(Detection examples)
* Start *
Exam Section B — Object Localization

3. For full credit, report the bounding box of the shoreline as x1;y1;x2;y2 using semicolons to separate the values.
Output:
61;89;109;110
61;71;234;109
* End *
■ **Aim**: Gather every line of the entries above that contains the string "separate", matching case exactly, and copy each one out in full.

■ **Full output**:
3. For full credit, report the bounding box of the shoreline as x1;y1;x2;y2 using semicolons to separate the values.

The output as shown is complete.